= Exercise goal =
Search the entries for the string "every" and give the number of lines that hold it, nothing more.

= Given records =
=-=-=-=-=
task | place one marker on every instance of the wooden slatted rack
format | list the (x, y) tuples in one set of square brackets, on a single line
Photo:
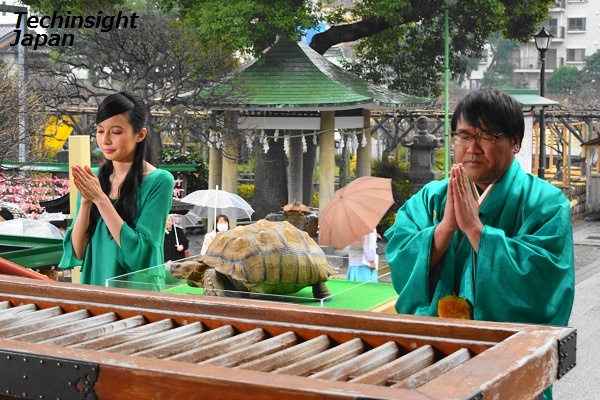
[(128, 344)]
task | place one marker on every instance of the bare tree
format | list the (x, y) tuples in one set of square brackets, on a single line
[(21, 120), (160, 59)]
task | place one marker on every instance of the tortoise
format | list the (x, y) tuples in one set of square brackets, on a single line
[(263, 257)]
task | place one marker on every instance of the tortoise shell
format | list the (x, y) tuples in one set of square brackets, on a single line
[(268, 257)]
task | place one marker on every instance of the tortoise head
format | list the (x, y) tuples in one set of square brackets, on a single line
[(189, 268)]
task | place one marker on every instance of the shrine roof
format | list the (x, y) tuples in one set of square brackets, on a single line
[(291, 75)]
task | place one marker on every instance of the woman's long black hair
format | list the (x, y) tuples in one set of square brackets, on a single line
[(135, 110)]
=-=-=-=-=
= Exercise response =
7